Records provided
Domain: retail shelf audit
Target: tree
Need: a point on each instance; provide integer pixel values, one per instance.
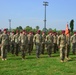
(72, 25)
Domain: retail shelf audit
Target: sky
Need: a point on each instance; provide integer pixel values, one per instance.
(31, 13)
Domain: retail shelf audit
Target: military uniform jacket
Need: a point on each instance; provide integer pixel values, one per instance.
(55, 39)
(23, 39)
(49, 39)
(16, 38)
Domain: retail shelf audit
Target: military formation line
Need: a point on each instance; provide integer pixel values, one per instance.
(52, 42)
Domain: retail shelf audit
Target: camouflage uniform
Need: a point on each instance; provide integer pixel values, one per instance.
(8, 42)
(4, 44)
(30, 42)
(23, 43)
(55, 42)
(73, 41)
(37, 40)
(43, 43)
(49, 43)
(12, 43)
(62, 44)
(16, 38)
(67, 51)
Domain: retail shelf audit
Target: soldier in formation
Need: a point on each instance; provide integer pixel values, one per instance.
(73, 41)
(38, 40)
(23, 39)
(62, 45)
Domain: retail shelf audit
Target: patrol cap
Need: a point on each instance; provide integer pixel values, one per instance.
(50, 32)
(0, 30)
(17, 31)
(5, 30)
(30, 32)
(23, 31)
(43, 32)
(12, 31)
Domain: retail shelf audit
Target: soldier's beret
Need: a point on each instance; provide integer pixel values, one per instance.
(0, 30)
(5, 30)
(12, 32)
(74, 32)
(63, 31)
(50, 32)
(38, 31)
(17, 31)
(43, 32)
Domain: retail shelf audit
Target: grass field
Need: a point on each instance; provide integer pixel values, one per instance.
(44, 65)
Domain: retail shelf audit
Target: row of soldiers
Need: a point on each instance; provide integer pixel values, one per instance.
(24, 42)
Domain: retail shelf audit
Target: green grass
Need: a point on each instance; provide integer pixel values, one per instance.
(38, 66)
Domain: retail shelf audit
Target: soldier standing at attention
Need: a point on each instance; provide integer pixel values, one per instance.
(30, 40)
(8, 41)
(16, 38)
(49, 43)
(43, 42)
(0, 44)
(23, 42)
(37, 40)
(12, 42)
(62, 44)
(73, 41)
(67, 51)
(4, 44)
(55, 42)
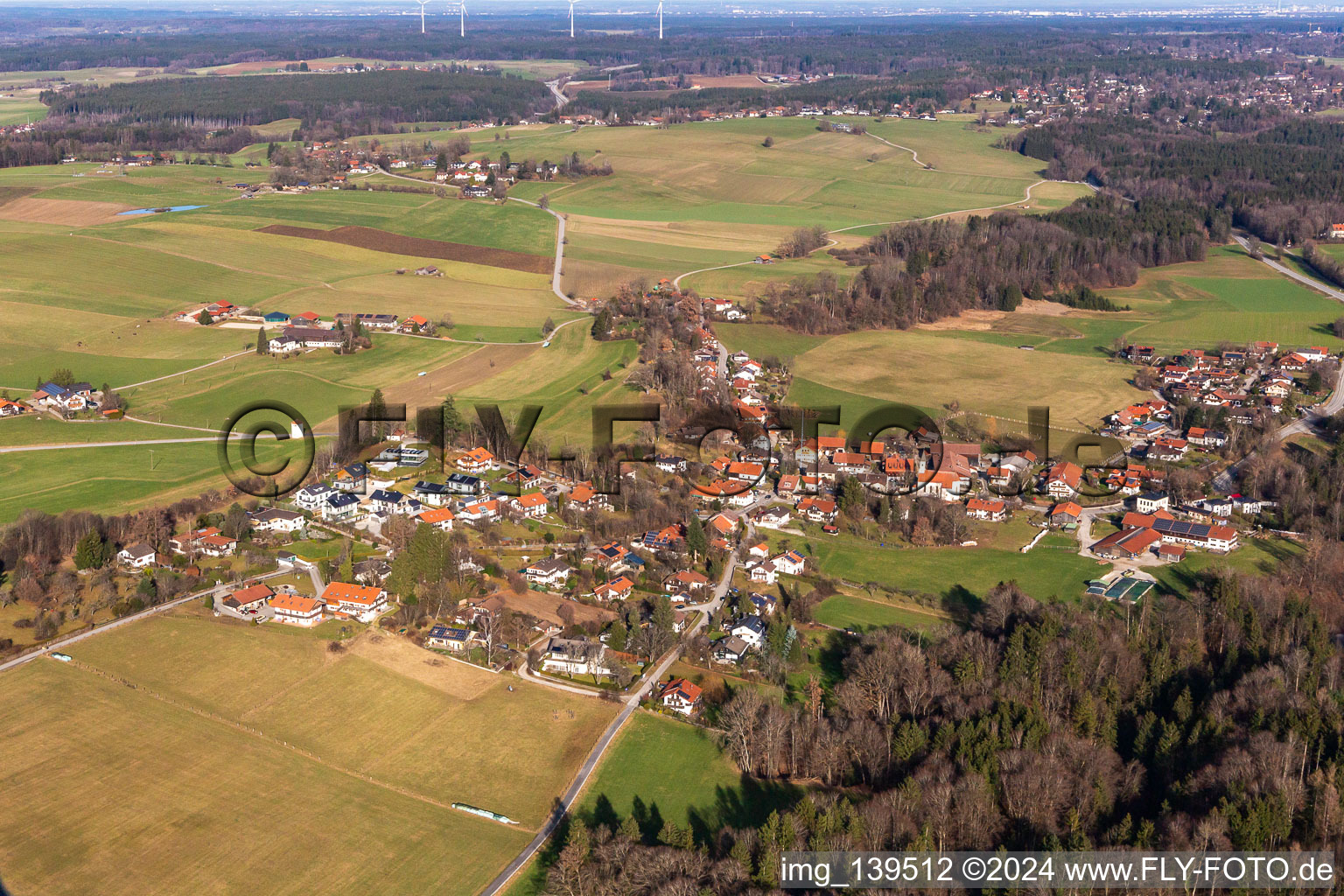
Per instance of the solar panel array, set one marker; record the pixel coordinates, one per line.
(1183, 528)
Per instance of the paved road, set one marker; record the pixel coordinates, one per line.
(1303, 278)
(60, 644)
(559, 242)
(70, 444)
(1226, 481)
(192, 369)
(632, 703)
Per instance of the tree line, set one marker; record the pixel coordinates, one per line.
(1211, 723)
(925, 270)
(1276, 176)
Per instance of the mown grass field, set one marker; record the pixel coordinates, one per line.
(865, 612)
(512, 226)
(927, 369)
(147, 797)
(980, 366)
(316, 383)
(956, 575)
(662, 770)
(567, 381)
(109, 770)
(382, 707)
(115, 479)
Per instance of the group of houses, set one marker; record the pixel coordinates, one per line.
(1236, 383)
(338, 601)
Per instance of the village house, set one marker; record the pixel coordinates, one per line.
(549, 572)
(584, 497)
(276, 520)
(296, 610)
(413, 324)
(1206, 438)
(574, 657)
(312, 497)
(993, 511)
(762, 572)
(617, 589)
(137, 556)
(478, 461)
(1065, 514)
(1152, 501)
(478, 511)
(438, 517)
(680, 696)
(248, 601)
(1126, 544)
(531, 507)
(360, 602)
(732, 649)
(749, 629)
(686, 580)
(1062, 480)
(448, 639)
(296, 338)
(339, 506)
(789, 564)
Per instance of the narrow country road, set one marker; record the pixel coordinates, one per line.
(559, 94)
(191, 369)
(1301, 278)
(632, 703)
(1226, 481)
(60, 644)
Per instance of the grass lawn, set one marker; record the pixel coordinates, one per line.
(112, 480)
(381, 707)
(145, 795)
(512, 226)
(662, 770)
(1256, 556)
(556, 378)
(863, 614)
(859, 371)
(957, 575)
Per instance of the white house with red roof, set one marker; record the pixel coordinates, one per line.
(680, 696)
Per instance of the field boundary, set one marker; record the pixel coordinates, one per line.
(261, 735)
(382, 241)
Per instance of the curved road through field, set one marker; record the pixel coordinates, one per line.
(1226, 481)
(632, 703)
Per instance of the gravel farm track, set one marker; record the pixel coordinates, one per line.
(382, 241)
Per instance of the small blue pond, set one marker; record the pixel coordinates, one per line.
(153, 211)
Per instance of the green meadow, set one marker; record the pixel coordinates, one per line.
(863, 614)
(113, 479)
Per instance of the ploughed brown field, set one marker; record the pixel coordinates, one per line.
(381, 241)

Goal
Reproduce the listing above exactly from the line containing "Per instance of the group" through its last line, with both of those lines included.

Complete response
Per instance of the group of houses, set one marker; record the pixel coordinates, one per line.
(1236, 383)
(338, 601)
Per instance of the village house, set one marker; record the pixel coordinates, one per line.
(549, 572)
(584, 497)
(276, 520)
(296, 610)
(413, 324)
(1206, 438)
(574, 657)
(312, 497)
(993, 511)
(762, 572)
(617, 589)
(137, 556)
(478, 461)
(1065, 514)
(1152, 501)
(478, 511)
(438, 517)
(680, 696)
(248, 601)
(1126, 544)
(531, 507)
(360, 602)
(732, 649)
(749, 629)
(686, 580)
(1062, 480)
(448, 639)
(296, 338)
(339, 506)
(789, 564)
Per instance of the narrow country road, set one marker; record the pixel coordinates, one per line.
(559, 94)
(191, 369)
(1301, 278)
(632, 703)
(1226, 481)
(60, 644)
Per instance of the grass lawn, set one marker; record the pixel coordinates, one per line.
(112, 480)
(381, 707)
(145, 795)
(512, 226)
(662, 770)
(1256, 556)
(556, 378)
(863, 614)
(859, 371)
(957, 575)
Per instance of the white house with red roof, set one marker; record the pixel coordinates, one per line.
(680, 696)
Per instance of the field boundary, set one marker; record the pixel coordinates, one per line.
(261, 735)
(382, 241)
Per instance of the curved road through field, set one marker; record the pixel coordinates, one per line.
(1226, 481)
(632, 703)
Per instance of the gravel farm track, set one marker; record the pixel coordinates, one per line.
(382, 241)
Per instance of the small blue pond, set one marker; record the pixel coordinates, one per line.
(153, 211)
Per instance of the green meadow, set one marker; record the pixel coordinates, one per line.
(863, 614)
(113, 479)
Per instance of the ploughed brown field, set one marker; record the pixel coordinates, one per line.
(381, 241)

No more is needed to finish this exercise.